In una fredda e buia cantina, Dom Perignon, monaco benedettino e mastro cantiniere dell’abbazia di Hautvillers, finalmente assapora, apparentemente soddisfatto, il frutto del suo lavoro. Sembra ieri la prima volta che ha piantato nuove varietà di uve in vigna, che ha sperimentato nuove tecniche in cantina, che ha iniziato a mescolare uve soltanto al fine di raggiungere la perfezione.

Il lavoro è stato duro, tanti i fallimenti, tanti i ripensamenti. Eppure, adesso, seduto sul piccolo sgabello di legno, con le ombre che danzano sulle pareti animate dalla debole fiamma di una candela e con il sapore intenso del vino che ancora rimane in bocca, è convinto che ne sia valsa la pena e che il frutto del suo lavoro verrà un giorno ricordato. 

New York, XXI secolo.

Champagne Armand de Brignac.

In una festa in un ricco attico, con le luci della notte che animano le strade, personaggi dello spettacolo raccontano le loro ultime avventure sul set, i loro prossimi film da girare e si scambiano complimenti per le loro recenti apparizioni sullo schermo. Tra un sorriso e uno sguardo ammiccante, intravediamo, immersa nel ghiaccio, una bottiglia di champagne. È seminascosta, ma ne immaginiamo l’esclusività da alcuni particolari che sicuramente non passano inosservati. La bottiglia è completamente ricoperta da una lamina d’oro, decorata con quattro etichette di peltro che, come scopriremo in seguito, sono state attaccate a mano. Ben visibile e di notevole impatto è il logo della maison, un “Ace of Spade”, che simboleggia le origini regali della regione dello Champagne.

Champagne Armand de Brignac.

○ ○ ○ ○ ○

Consegna 1 ▸
Nel brano sullo champagne, di quale metallo sono fatte le quattro etichette applicate sulla bottiglia?
Consegna 2 ▸
Riscrivi come elenco puntato, conservando i fatti principali, il paragrafo del brano sullo champagne che comincia con "In una festa in un ricco attico".
Consegna 3 ▸
Scrivi il seguito del brano sullo champagne, partendo dopo l'ultima riga riportata.
Il materiale qui riportato non ha alcun ruolo in questo lavoro.

Estratti del materiale ▸
○ ○ ○ ○ ○

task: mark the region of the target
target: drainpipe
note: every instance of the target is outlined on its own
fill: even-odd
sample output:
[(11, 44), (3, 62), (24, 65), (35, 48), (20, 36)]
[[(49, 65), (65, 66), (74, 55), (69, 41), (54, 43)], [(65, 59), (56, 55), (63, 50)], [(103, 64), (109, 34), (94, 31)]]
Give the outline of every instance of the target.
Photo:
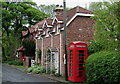
[(43, 56), (43, 55), (44, 55), (44, 54), (43, 54), (43, 52), (44, 52), (44, 51), (43, 51), (43, 45), (44, 45), (43, 43), (44, 43), (44, 41), (43, 41), (43, 40), (44, 40), (44, 39), (43, 39), (43, 37), (40, 37), (40, 38), (42, 39), (42, 56), (41, 56), (41, 61), (42, 61), (42, 62), (41, 62), (41, 64), (42, 64), (42, 66), (43, 66), (43, 63), (44, 63), (44, 62), (43, 62), (43, 61), (44, 61), (44, 56)]
[[(49, 35), (51, 36), (51, 48), (53, 48), (53, 35), (49, 32)], [(53, 64), (53, 62), (52, 62), (52, 50), (51, 50), (51, 60), (50, 60), (51, 62), (50, 62), (50, 67), (51, 67), (51, 74), (52, 74), (52, 64)]]
[(51, 33), (49, 33), (49, 35), (51, 36), (51, 48), (53, 47), (53, 35)]
[(38, 36), (36, 35), (35, 36), (35, 39), (36, 39), (36, 51), (35, 51), (35, 61), (38, 63), (38, 57), (37, 57), (37, 49), (38, 49)]

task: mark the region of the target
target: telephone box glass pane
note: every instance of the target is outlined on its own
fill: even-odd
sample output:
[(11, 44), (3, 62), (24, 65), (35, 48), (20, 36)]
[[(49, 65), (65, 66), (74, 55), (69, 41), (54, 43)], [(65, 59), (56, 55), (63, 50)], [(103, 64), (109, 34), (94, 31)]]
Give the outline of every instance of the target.
[(84, 57), (79, 57), (79, 59), (84, 59)]
[(79, 61), (79, 63), (84, 63), (84, 61)]
[(83, 64), (79, 64), (79, 67), (83, 66)]

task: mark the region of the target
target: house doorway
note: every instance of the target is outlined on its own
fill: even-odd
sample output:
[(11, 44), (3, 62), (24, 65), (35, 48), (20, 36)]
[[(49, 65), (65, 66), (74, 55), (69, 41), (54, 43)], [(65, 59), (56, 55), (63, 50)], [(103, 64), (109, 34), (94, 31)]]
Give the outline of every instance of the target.
[(59, 53), (57, 48), (49, 48), (46, 53), (46, 73), (59, 73)]

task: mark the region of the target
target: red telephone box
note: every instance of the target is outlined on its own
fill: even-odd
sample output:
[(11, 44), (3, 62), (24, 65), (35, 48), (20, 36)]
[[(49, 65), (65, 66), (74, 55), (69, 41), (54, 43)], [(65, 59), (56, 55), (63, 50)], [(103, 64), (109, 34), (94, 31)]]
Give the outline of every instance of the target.
[(81, 41), (70, 43), (68, 54), (68, 80), (84, 82), (86, 80), (84, 65), (88, 57), (87, 44)]

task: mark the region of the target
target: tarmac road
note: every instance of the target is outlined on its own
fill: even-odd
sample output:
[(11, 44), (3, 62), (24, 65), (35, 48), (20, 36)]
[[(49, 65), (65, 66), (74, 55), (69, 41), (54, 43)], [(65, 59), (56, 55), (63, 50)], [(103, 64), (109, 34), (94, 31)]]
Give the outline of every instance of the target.
[[(55, 82), (46, 78), (33, 76), (21, 70), (2, 65), (2, 84), (54, 84)], [(58, 84), (56, 82), (56, 84)]]

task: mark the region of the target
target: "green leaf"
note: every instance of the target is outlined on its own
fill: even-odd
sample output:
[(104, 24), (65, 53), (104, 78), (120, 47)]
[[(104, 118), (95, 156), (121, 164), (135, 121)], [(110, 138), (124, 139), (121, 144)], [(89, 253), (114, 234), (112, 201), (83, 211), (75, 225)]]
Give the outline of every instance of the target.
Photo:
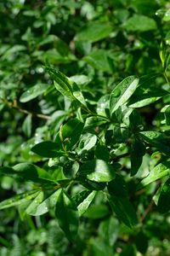
[(111, 195), (109, 202), (117, 218), (129, 228), (137, 224), (136, 212), (127, 197)]
[(37, 98), (38, 96), (44, 93), (48, 86), (49, 85), (47, 84), (37, 84), (32, 87), (30, 87), (21, 95), (20, 102), (25, 103)]
[(38, 198), (39, 201), (34, 201), (32, 205), (31, 204), (31, 206), (29, 206), (28, 208), (26, 208), (26, 212), (33, 216), (39, 216), (48, 212), (50, 208), (54, 207), (60, 194), (60, 189), (58, 189), (42, 202), (41, 201), (42, 195), (40, 194), (39, 195), (40, 200)]
[(127, 20), (123, 27), (128, 31), (141, 32), (157, 29), (156, 23), (153, 19), (139, 15), (133, 15), (133, 17)]
[(86, 212), (84, 213), (84, 217), (89, 218), (102, 218), (110, 213), (110, 211), (108, 209), (108, 207), (105, 204), (96, 204), (90, 206)]
[(170, 154), (170, 139), (163, 133), (147, 131), (139, 132), (139, 136), (144, 141), (156, 148), (160, 152)]
[(93, 51), (90, 55), (86, 55), (83, 61), (98, 70), (109, 73), (112, 72), (112, 65), (109, 58), (109, 53), (105, 49), (99, 49)]
[(43, 196), (43, 192), (40, 191), (26, 208), (26, 212), (27, 214), (34, 215), (34, 212), (37, 212), (37, 206), (42, 201)]
[(0, 210), (12, 207), (16, 207), (22, 203), (27, 202), (31, 199), (35, 198), (38, 195), (38, 191), (31, 190), (29, 192), (25, 192), (23, 194), (17, 195), (9, 199), (6, 199), (0, 202)]
[(116, 178), (108, 183), (109, 194), (118, 197), (128, 197), (127, 184), (123, 177), (116, 175)]
[(89, 205), (93, 201), (94, 196), (96, 195), (96, 191), (91, 192), (78, 206), (78, 214), (82, 216), (88, 208)]
[(105, 143), (99, 141), (95, 148), (95, 157), (106, 162), (110, 161), (109, 150)]
[(80, 168), (80, 174), (85, 175), (88, 179), (98, 183), (111, 181), (115, 178), (114, 168), (103, 160), (88, 160)]
[(30, 137), (31, 135), (31, 114), (28, 114), (22, 125), (22, 130), (24, 133)]
[(148, 84), (141, 84), (130, 98), (128, 106), (130, 108), (142, 108), (168, 95), (168, 92), (161, 88), (149, 86)]
[(75, 98), (82, 105), (87, 106), (84, 96), (76, 83), (72, 83), (72, 93)]
[(61, 145), (53, 142), (42, 142), (31, 148), (31, 151), (43, 157), (57, 157), (63, 155)]
[(145, 154), (145, 146), (138, 137), (134, 137), (131, 145), (131, 176), (135, 175), (143, 160), (143, 156)]
[(165, 110), (165, 119), (166, 124), (170, 125), (170, 106), (168, 106)]
[(130, 76), (126, 78), (117, 86), (116, 86), (110, 97), (110, 114), (128, 102), (135, 91), (139, 81), (139, 79), (134, 76)]
[(58, 197), (55, 216), (66, 237), (69, 240), (75, 239), (78, 230), (78, 211), (75, 202), (64, 190), (60, 191)]
[(75, 75), (75, 76), (71, 76), (69, 78), (69, 79), (71, 82), (76, 83), (77, 85), (80, 86), (86, 86), (88, 84), (89, 84), (92, 80), (92, 79), (90, 79), (90, 77), (86, 76), (86, 75)]
[(72, 178), (75, 177), (79, 169), (79, 164), (76, 161), (65, 161), (63, 166), (63, 173), (65, 177)]
[(135, 237), (135, 245), (138, 251), (144, 255), (149, 246), (149, 237), (143, 231), (139, 232)]
[(33, 182), (53, 181), (49, 173), (45, 170), (29, 163), (21, 163), (13, 167), (14, 173), (20, 177)]
[(157, 208), (161, 213), (166, 213), (170, 211), (170, 178), (166, 181), (162, 188)]
[(76, 41), (97, 42), (110, 35), (112, 26), (110, 23), (93, 21), (89, 22), (86, 28), (82, 29), (75, 38)]
[(65, 150), (70, 150), (78, 142), (82, 132), (84, 124), (77, 119), (69, 120), (60, 127), (55, 143)]
[(46, 67), (47, 72), (50, 74), (51, 78), (54, 80), (54, 85), (63, 96), (70, 100), (75, 100), (72, 91), (71, 81), (61, 72), (57, 71), (52, 67)]
[(112, 247), (119, 234), (119, 221), (113, 217), (102, 221), (99, 227), (99, 235), (106, 244)]
[(165, 161), (156, 166), (150, 172), (150, 174), (144, 177), (141, 183), (138, 185), (137, 189), (140, 189), (143, 187), (150, 184), (150, 183), (168, 176), (170, 174), (170, 162)]

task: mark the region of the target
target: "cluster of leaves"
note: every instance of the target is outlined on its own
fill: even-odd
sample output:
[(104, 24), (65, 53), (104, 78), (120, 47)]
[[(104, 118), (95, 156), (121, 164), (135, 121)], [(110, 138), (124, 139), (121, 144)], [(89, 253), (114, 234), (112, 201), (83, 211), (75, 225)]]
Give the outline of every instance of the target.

○ ○ ○ ○ ○

Risposta 1 ▸
Sono di peltro.

Risposta 2 ▸
- Ambientazione: una festa in un ricco attico, di notte, con le luci delle strade sullo sfondo.
- Ospiti: personaggi dello spettacolo che parlano delle loro avventure sul set, dei prossimi film e delle recenti apparizioni sullo schermo.
- Oggetto in vista: una bottiglia di champagne immersa nel ghiaccio, seminascosta ma dall'aspetto esclusivo.
- Bottiglia: interamente ricoperta da una lamina d'oro.
- Etichette: quattro, di peltro, attaccate a mano.
- Logo della maison: un "Ace of Spade", ben visibile, simbolo delle origini regali della regione dello Champagne.

Risposta 3 ▸
La preziosa bottiglia è l’Armand de Brignac, brand di lusso creato dal celebre produttore Cattier per contrastare il predomino di Cristal e Dom Perignon nelle serate mondane delle “celebrities”. La strada della notorietà è iniziata grazie ad un video del rapper americano Jay-Z dove compare per la prima volta la dorata bottiglia. Da quel momento le star del jet-set hanno fatto a gara per comparire in compagnia delle lussuose bollicine. David Beckham’s, Justin Timberlake, Will Smith, Leonardo di Caprio, George Clooney sono soltanto alcuni dei testimonial inconsapevoli dell’Armand de Brignac che non ha avuto bisogno di allestire ulteriori campagne pubblicitarie considerato lo spessore dei suoi estimatori.

Lo champagne secondo Cattier

Cattier produce vino dal lontano 1793 e possiede un fantastico vigneto nel cuore nobile della Champagne. Ma cosa rende unico l’Armand de Brignac da altri prodotti della maison?

Naturalmente viene prodotto secondo i secolari e tradizionali metodi che permettono di avere un prodotto di altissima qualità. Il vino base proviene esclusivamente dal cuore del mosto della prima spremitura, vero e proprio concentrato di aromi e profumi. Vino che in seguito viene riposto ad affinare in botti di quercia per nove mesi. Inoltre, invece di utilizzare vino di una sola annata, si è puntato a creare un blend di lusso di annate eccellenti, ognuna con le proprie caratteristiche distintive. Come ama raccontare Jean-Jacques Cattier, “uno champagne millesimato è come un violinista che suona da solo; uno champagne blend di diverse annate è una intera orchestra che suona all’unisono”.

Il concetto su cui nasce l’Armand de Brignac è molto lineare, “produrre il miglior champagne e presentarlo nel migliore dei modi”. L’idea suona semplice ma il risultato è stato fantastico.

Il prezzo? Ovviamente molto alto, ma un gentiluomo non parla mai di soldi.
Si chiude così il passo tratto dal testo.